++++ Material provided

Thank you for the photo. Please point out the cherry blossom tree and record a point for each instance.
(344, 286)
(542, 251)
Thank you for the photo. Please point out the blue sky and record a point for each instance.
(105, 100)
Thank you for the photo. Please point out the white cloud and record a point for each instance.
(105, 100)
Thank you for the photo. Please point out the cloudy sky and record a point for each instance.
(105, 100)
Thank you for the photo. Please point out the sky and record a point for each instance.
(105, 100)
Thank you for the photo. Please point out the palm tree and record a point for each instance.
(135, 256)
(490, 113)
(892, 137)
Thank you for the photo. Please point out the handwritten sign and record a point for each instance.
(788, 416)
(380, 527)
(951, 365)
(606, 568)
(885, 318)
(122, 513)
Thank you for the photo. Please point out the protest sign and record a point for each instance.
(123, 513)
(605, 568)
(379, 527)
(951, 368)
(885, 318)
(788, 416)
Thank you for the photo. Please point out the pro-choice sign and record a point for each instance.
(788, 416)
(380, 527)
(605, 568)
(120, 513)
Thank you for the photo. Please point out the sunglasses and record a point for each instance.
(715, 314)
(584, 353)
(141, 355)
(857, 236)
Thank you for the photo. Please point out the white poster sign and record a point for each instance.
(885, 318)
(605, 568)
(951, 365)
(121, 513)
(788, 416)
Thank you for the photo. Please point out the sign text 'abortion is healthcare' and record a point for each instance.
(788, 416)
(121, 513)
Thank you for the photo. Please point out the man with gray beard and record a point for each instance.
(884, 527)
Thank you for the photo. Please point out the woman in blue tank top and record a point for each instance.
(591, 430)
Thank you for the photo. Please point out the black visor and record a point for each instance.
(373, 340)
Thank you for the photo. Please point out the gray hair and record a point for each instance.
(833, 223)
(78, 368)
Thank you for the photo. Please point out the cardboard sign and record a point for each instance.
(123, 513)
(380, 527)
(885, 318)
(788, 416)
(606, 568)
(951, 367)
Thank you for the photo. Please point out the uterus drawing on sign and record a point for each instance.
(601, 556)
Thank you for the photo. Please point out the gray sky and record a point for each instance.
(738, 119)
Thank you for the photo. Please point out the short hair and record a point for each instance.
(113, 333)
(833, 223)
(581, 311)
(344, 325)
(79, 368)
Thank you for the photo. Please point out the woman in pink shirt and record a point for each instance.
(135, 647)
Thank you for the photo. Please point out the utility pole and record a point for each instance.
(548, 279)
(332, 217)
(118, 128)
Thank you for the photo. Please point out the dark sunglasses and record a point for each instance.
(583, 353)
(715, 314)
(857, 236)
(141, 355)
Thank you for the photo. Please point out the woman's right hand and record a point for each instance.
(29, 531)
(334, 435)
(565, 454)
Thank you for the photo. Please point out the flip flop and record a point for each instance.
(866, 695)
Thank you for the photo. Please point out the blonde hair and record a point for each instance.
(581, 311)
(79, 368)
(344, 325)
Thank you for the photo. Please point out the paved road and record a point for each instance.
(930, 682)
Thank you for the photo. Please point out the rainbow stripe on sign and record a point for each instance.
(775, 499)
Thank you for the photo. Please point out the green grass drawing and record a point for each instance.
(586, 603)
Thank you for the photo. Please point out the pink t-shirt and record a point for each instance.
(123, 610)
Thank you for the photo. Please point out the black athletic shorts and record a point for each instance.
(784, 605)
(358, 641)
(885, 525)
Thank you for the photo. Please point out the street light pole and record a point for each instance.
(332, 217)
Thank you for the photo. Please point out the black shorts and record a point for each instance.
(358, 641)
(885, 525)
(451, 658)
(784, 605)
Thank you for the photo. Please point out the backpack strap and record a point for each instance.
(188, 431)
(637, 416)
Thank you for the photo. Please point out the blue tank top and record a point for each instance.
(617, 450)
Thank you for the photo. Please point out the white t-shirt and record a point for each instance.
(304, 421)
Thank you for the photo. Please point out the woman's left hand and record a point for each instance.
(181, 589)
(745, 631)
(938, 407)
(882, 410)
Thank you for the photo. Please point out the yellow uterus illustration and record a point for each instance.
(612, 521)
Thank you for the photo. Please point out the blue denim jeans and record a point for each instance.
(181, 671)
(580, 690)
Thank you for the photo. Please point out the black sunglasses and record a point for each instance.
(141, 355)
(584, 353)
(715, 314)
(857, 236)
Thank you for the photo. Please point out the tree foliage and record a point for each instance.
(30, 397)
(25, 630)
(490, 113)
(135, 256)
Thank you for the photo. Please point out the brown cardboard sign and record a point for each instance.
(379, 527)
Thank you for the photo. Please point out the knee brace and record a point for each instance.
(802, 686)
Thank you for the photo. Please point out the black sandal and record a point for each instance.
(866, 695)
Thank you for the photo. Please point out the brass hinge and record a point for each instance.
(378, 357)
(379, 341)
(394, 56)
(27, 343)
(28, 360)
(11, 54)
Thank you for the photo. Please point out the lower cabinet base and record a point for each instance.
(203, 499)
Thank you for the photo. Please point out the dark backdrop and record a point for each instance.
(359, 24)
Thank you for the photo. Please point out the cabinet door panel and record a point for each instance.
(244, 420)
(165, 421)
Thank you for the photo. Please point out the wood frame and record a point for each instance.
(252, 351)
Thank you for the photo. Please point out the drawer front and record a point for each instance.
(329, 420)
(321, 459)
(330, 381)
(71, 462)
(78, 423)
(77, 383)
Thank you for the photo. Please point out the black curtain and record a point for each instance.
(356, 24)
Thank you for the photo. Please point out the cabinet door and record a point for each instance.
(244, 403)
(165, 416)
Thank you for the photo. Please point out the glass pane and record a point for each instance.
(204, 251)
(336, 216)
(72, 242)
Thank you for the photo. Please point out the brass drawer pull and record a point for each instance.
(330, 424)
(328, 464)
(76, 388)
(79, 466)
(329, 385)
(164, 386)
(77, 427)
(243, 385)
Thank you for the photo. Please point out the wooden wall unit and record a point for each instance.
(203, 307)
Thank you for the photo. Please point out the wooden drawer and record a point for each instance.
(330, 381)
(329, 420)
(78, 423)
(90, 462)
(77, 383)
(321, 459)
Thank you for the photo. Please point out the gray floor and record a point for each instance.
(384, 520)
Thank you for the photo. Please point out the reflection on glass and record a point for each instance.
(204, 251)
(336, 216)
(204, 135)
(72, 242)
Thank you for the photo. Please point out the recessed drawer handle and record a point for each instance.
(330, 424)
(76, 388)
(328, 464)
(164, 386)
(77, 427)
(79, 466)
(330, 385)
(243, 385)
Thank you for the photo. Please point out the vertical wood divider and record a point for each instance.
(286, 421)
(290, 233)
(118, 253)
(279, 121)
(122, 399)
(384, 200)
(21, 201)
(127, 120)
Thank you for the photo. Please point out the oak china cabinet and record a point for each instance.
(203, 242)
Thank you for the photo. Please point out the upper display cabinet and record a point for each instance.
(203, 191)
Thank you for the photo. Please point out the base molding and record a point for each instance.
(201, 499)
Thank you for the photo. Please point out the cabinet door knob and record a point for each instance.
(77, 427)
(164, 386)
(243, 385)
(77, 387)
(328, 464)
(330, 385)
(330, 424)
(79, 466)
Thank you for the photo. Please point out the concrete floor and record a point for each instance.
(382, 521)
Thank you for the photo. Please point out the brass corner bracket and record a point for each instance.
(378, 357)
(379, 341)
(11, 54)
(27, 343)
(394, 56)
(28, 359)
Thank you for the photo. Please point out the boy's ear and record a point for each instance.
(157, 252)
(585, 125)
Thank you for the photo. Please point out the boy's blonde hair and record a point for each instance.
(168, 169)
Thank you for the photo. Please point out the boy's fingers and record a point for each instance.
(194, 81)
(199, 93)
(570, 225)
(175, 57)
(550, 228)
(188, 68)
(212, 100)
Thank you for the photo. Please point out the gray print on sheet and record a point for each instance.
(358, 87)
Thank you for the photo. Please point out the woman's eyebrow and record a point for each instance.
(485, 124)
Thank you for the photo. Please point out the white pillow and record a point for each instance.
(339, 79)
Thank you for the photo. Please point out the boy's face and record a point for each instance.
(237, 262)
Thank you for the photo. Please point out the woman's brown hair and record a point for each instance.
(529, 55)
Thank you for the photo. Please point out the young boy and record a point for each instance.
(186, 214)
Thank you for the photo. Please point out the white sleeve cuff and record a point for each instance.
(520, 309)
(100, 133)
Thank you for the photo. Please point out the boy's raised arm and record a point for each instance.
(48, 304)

++++++++

Directions for this task >>
Copy out exactly the lines running from the line with "Thank you for the photo. Please point out the young" to the end of the records, inclusive.

Answer to this problem >>
Thank you for the photo. Please point out the young boy and record a point for each instance.
(186, 214)
Thank you for the photo. Please point out the white sleeve cuff and record a point for each instance.
(520, 309)
(100, 133)
Thank you for the photo. Please point out the boy's raised arm and record a point for each instance.
(48, 304)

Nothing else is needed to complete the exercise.